__Extracted text__
────────────────────

At first, you suspect that it’s not to be believed. So said Bird Dog atthe Maggie’s Farm blog. It feels like someone’s idea of a parody about men who pretend to be feminists. Besides, the internet has nothing more about the author Michael Sonmore than a reference to this article from New York Magazine.
So, either it’s a hoax or the author is so ashamed of his new status as cuckold that he has chosen to write under a pseudonym. Yet, for all we know he is telling his wife’s many lovers that they have nothing to fear from him. Without any help from a therapist Sonmore has rid his mind of all traces of jealousy, along with all traces of dignity and self-respect.
Besides, if he used his real name, the story would be online forever. Therefore it would likely have been found by his children and their friends when they get old enough to do internet searches.
Naturally, he wants us to know that sharing his wife with other men makes him a bona fide feminist:
As I write this, my children are asleep in their room, Loretta Lynn is on the stereo, and my wife is out on a date with a man named Paulo. It’s her second date this week; her fourth this month so far. If it goes like the others, she’ll come home in the middle of the night, crawl into bed beside me, and tell me all about how she and Paulo had sex. I won’t explode with anger or seethe with resentment. I’ll tell her it’s a hot story and I’m glad she had fun. It’s hot because she’s excited, and I’m glad because I’m a feminist.
How did things get to this point? Well, Sonmore has withdrawn from the world of work, the world of manly competition, to become a househusband. For reasons that are readily understandable he still considers himself to be working and still sees himself to be a provider. He is not providing in the traditional manly sense, he explains, but he is providing care.
If he knew how to use the language and did not feel the need to distort it in order to cover up his shame, he would say that has been nurturing his young children.
For a man who insists that he is a feminist and who proudly dons the horns of the cuckold the notion that his housework affirms his masculine identity is risible… or, it would be, if it was not so sad:
In this way, my masculine self-image was stretched but not broken. Diaper bag notwithstanding, I was still a Man. It wasn’t until my wife mentioned one evening that she’d kissed another man and liked it and wanted to do more than kiss next time that I realized how my status as a Man depended on a single fact: that my wife fucked only me.

────────────────────

__Extracted records__

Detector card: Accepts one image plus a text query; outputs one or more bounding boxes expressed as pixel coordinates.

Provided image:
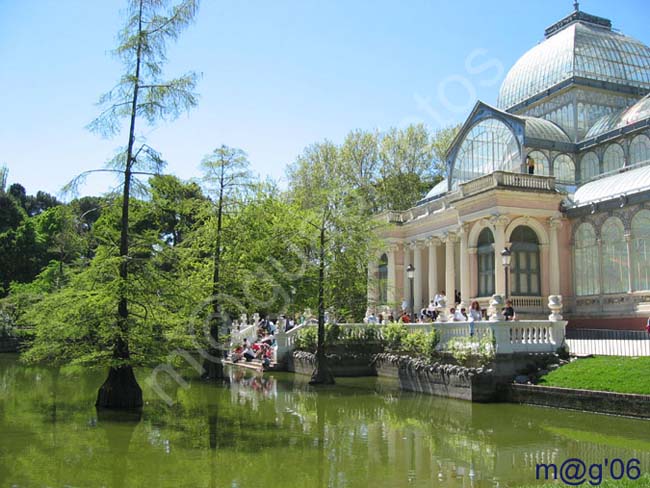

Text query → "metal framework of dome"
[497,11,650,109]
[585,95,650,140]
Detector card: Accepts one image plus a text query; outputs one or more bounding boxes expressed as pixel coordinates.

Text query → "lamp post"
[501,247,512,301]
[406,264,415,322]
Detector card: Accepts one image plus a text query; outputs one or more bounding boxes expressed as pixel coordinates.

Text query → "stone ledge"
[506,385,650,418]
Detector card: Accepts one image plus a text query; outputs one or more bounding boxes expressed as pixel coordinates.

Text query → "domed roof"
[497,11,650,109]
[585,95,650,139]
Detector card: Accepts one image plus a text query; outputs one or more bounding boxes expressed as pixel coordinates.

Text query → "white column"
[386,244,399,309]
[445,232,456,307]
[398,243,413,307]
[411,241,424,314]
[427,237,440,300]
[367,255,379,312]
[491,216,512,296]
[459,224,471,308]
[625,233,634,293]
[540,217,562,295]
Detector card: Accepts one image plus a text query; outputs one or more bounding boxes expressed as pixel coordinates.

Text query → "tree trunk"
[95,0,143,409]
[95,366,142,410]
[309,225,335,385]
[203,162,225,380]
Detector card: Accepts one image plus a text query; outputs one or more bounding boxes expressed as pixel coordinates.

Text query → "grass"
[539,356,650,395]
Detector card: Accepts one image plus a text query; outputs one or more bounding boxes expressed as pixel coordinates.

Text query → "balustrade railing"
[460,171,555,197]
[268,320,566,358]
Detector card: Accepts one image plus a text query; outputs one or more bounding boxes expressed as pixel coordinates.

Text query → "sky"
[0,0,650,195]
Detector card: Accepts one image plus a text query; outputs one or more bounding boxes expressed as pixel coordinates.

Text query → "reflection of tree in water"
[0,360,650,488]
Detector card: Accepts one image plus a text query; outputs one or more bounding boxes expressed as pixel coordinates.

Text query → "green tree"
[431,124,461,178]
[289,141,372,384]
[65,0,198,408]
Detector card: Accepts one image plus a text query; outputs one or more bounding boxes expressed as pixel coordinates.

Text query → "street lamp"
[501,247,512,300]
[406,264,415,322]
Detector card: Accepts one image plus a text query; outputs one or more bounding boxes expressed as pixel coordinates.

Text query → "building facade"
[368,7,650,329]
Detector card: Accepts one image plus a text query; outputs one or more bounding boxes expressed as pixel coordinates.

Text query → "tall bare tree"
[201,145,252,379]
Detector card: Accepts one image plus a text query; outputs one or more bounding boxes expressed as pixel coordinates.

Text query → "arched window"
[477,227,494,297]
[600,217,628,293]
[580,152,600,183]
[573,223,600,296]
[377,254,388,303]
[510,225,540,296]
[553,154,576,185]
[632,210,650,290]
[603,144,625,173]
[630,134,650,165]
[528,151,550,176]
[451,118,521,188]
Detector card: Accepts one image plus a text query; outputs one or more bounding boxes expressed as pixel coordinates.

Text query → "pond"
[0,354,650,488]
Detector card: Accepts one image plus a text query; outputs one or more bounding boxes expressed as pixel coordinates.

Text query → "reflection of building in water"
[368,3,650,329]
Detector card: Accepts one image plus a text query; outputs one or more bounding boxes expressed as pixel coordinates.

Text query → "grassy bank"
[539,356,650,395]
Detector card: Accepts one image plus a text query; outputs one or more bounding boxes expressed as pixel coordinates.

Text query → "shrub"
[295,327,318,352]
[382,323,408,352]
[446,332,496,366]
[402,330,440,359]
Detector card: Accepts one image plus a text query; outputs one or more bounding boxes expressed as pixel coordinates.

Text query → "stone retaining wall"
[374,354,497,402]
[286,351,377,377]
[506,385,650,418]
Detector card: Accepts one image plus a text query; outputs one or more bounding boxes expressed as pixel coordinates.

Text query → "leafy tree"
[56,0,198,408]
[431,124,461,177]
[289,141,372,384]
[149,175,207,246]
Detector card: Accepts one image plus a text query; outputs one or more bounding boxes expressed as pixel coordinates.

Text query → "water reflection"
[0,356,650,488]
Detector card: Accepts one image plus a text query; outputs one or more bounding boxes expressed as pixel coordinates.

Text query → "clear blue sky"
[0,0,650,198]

────────────────────

__Work instructions__
Answer these about the blog post on Michael Sonmore:
1. Which publication ran the article by Michael Sonmore?
2. What role has Sonmore taken on after withdrawing from the world of work?
3. What is the name of the man his wife is out on a date with while he writes?

__Finished exercise__
1. New York Magazine
2. Househusband
3. Paulo